WRITTEN PROBLEM |
Retype, without changes, every line from the line that contains "point: the gray wall in this photo" through the final line of the records. Exclude pictures.

(Saved data entries)
»»
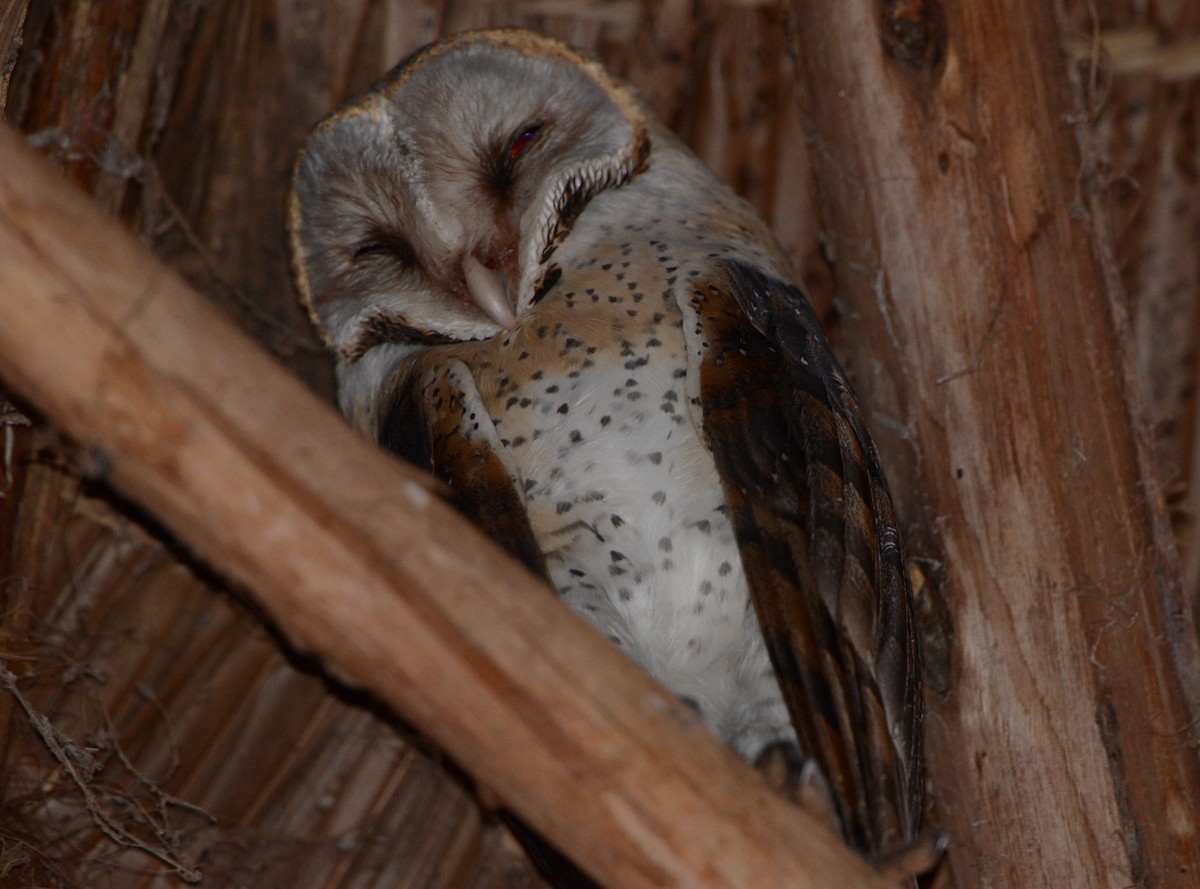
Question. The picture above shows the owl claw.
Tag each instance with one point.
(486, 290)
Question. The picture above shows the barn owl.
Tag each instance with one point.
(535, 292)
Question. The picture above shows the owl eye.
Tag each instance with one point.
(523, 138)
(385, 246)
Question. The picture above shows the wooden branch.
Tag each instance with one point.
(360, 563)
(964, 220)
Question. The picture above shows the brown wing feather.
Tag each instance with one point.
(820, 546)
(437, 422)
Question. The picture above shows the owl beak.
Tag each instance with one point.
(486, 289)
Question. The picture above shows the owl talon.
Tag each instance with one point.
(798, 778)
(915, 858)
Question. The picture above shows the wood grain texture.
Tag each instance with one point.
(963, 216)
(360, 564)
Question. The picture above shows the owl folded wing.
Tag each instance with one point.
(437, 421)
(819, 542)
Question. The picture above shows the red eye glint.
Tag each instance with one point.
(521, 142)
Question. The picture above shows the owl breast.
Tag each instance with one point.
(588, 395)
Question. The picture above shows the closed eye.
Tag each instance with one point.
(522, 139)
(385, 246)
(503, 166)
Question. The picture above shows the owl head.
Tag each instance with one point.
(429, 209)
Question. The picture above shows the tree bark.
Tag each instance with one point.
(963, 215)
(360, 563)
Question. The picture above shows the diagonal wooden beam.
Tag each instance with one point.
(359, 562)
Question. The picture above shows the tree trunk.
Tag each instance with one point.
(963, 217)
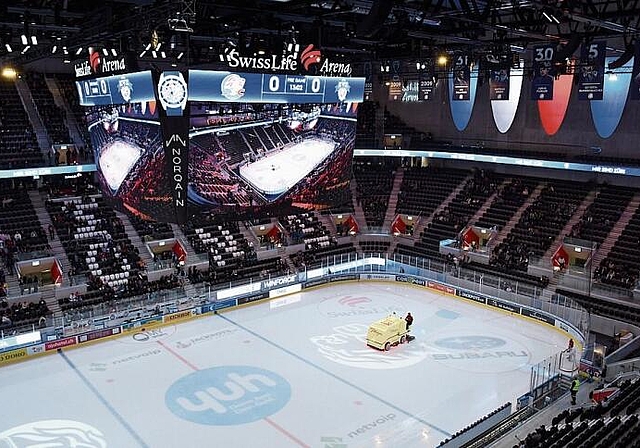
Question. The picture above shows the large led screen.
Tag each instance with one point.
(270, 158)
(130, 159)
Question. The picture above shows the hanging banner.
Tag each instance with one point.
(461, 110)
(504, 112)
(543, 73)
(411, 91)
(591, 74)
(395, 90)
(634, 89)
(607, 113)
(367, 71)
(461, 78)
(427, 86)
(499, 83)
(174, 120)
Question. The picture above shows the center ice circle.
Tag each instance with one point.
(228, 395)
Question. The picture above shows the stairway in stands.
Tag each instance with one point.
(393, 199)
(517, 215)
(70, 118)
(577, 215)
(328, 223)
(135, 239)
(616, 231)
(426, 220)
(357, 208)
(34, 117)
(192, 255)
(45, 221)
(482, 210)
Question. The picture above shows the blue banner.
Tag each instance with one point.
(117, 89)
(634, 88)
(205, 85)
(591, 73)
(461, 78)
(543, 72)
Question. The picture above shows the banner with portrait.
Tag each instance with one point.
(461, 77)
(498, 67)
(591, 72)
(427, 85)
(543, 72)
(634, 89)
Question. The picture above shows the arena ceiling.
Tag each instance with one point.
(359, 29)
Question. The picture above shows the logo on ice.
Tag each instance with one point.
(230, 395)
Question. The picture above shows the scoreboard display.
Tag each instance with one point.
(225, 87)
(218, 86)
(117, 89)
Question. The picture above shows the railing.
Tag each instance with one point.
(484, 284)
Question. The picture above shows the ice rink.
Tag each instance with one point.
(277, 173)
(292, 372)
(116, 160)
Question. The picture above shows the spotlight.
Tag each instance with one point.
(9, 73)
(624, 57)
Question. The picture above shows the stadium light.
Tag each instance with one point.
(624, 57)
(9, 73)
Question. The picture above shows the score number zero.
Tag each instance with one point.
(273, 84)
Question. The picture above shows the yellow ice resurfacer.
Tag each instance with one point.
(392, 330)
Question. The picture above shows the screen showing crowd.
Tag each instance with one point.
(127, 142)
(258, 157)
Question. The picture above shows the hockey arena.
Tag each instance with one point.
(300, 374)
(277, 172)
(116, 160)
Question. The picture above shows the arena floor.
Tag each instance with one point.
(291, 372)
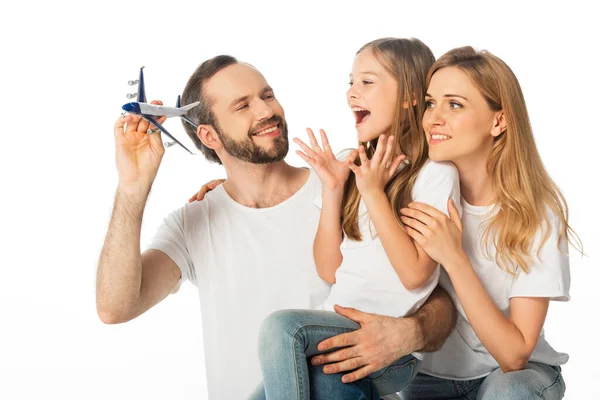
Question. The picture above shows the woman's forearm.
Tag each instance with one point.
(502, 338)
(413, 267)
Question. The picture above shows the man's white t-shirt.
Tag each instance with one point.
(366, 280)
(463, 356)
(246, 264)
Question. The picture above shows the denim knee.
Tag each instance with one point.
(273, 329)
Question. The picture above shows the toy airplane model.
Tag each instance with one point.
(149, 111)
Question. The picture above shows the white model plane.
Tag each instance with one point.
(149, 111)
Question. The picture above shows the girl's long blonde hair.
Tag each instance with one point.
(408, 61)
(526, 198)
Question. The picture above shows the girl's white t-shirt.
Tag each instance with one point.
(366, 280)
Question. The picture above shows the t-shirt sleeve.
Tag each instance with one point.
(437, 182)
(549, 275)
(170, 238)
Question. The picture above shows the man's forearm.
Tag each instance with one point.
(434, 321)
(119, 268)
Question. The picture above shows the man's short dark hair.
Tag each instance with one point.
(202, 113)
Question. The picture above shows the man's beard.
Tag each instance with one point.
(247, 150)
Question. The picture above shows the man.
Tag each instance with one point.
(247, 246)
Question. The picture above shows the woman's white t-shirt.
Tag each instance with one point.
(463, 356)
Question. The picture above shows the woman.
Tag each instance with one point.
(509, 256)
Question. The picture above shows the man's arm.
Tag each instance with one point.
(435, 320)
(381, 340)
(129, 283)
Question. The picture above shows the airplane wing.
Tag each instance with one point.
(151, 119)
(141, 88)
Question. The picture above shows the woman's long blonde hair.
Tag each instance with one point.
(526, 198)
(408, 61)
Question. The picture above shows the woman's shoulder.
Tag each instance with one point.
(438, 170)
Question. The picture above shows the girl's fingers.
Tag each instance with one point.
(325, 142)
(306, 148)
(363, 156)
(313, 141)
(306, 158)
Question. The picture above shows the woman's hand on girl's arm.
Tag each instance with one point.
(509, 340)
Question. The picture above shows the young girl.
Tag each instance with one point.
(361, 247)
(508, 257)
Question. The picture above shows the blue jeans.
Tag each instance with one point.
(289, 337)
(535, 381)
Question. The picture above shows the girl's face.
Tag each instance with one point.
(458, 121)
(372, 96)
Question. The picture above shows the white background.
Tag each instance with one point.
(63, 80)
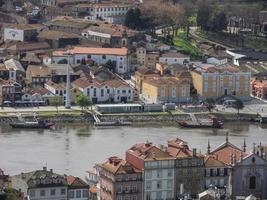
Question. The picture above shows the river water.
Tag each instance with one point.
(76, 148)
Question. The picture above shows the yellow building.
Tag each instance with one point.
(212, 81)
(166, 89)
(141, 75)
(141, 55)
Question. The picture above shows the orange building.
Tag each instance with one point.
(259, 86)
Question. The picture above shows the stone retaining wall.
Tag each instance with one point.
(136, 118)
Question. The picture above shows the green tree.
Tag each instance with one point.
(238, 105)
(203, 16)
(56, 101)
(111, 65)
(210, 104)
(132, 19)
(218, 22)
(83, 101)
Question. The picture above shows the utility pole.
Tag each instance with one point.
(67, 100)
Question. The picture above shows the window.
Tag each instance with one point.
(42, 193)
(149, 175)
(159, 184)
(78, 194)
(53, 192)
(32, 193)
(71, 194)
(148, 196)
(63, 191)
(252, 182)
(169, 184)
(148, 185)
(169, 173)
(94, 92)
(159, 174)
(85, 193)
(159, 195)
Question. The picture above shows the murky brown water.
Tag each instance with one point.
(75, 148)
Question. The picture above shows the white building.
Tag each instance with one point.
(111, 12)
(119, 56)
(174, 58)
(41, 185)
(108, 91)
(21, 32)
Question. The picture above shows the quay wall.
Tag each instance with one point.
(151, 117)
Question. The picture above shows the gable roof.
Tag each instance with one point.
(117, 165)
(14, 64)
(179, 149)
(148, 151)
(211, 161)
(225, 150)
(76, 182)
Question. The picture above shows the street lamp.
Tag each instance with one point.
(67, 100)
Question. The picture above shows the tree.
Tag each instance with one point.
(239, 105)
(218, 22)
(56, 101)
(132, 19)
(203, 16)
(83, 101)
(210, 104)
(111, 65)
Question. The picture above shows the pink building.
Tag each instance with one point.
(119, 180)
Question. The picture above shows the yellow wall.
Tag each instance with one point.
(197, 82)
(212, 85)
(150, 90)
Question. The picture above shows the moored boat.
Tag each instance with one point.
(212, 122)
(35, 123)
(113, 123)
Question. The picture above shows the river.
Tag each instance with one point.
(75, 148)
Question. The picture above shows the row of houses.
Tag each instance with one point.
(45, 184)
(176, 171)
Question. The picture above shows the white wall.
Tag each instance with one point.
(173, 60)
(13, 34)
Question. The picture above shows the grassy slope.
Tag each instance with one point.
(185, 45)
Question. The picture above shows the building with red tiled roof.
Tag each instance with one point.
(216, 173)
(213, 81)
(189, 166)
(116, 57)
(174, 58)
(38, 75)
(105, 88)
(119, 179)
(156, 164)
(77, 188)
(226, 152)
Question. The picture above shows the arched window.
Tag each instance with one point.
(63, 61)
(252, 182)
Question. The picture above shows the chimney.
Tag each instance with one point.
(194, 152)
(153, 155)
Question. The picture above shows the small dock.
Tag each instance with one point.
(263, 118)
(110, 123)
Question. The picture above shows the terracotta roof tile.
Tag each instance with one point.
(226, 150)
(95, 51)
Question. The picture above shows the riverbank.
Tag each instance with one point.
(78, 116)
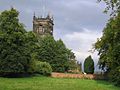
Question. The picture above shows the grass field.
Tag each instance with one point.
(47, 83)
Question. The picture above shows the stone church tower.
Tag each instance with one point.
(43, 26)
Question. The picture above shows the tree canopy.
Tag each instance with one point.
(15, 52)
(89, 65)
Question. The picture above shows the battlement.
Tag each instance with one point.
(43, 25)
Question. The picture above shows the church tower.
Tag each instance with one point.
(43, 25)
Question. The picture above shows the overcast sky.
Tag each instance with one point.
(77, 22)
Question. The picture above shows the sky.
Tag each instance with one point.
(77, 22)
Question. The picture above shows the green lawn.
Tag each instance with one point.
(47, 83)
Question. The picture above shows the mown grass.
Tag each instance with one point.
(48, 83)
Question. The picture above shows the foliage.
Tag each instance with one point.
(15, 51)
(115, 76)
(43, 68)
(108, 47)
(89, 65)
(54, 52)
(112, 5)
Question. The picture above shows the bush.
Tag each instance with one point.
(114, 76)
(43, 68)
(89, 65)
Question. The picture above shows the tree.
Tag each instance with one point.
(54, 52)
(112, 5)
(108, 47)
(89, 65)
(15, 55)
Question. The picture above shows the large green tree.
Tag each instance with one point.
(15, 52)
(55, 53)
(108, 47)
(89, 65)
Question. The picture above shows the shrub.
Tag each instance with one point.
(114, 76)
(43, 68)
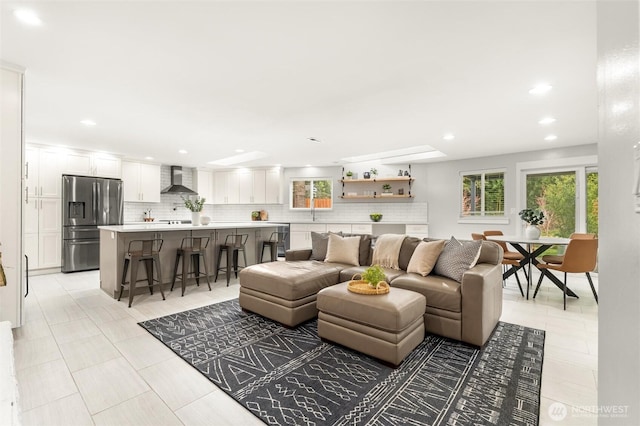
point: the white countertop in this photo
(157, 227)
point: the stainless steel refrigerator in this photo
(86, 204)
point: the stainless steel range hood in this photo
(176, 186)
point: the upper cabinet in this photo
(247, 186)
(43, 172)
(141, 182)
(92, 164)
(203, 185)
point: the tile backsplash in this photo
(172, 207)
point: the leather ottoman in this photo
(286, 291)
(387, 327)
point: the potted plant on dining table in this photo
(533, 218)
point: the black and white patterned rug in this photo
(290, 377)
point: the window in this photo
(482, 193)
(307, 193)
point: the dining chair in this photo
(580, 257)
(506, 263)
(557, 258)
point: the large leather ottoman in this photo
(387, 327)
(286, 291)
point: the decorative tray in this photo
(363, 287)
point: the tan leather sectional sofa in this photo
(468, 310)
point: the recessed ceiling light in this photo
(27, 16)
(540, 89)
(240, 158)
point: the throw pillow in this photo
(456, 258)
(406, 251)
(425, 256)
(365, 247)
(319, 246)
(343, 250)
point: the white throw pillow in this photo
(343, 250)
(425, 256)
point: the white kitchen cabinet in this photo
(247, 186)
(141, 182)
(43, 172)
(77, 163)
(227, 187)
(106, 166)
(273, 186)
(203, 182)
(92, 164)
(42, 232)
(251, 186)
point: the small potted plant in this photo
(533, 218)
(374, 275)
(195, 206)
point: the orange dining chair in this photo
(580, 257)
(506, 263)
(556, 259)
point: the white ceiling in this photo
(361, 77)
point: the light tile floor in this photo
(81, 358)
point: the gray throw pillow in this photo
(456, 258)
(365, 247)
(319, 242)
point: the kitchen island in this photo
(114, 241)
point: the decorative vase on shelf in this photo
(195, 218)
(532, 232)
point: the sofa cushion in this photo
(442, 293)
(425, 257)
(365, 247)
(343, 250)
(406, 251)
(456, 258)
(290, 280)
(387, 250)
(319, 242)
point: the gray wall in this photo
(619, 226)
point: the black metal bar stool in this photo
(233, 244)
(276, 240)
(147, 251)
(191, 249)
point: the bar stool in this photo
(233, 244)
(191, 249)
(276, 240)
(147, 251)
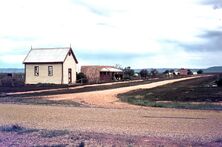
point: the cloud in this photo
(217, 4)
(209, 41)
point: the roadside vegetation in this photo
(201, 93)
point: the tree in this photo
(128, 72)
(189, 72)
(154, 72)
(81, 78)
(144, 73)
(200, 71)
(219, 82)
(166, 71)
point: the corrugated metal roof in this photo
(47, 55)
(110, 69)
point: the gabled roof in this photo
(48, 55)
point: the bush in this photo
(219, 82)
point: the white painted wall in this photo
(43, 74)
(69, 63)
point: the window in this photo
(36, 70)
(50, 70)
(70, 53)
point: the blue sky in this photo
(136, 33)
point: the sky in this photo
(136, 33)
««
RESPONSE TO THE TASK |
point: the gray wall in this photo
(619, 226)
point: the black metal bar stool in this photo
(233, 244)
(276, 240)
(147, 251)
(191, 249)
point: the bar stool in this photo
(233, 244)
(191, 249)
(276, 240)
(147, 251)
point: the cloud in this photo
(217, 4)
(209, 41)
point: the roadside vegetation in this photo
(201, 93)
point: the tree in this photo
(128, 72)
(189, 72)
(154, 72)
(81, 78)
(144, 73)
(200, 71)
(219, 82)
(166, 71)
point: the corrugated metal roof in this photo
(47, 55)
(110, 69)
point: the gabled roof in this photo
(48, 55)
point: the bush in this photo
(219, 82)
point: the white painted wall in this photo
(43, 74)
(69, 63)
point: the window in this photo
(36, 70)
(50, 70)
(70, 53)
point: the blue sky in this photo
(136, 33)
point: the sky in this photo
(136, 33)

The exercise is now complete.